What this task involves
Each entry below must be repeated exactly. Leave the pictures out of it.
=====
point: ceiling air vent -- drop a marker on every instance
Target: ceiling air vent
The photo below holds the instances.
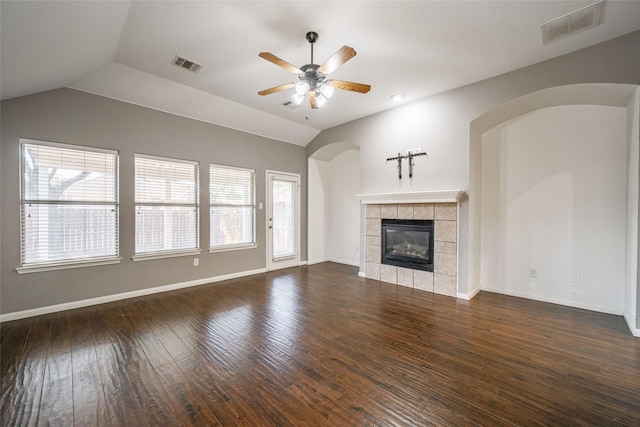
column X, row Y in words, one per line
column 291, row 104
column 571, row 23
column 186, row 64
=====
Reply to the task
point: ceiling air vent -- drop a marker on every instance
Target: ceiling air vent
The photo below holds the instances.
column X, row Y in words, one per line
column 291, row 104
column 571, row 23
column 186, row 64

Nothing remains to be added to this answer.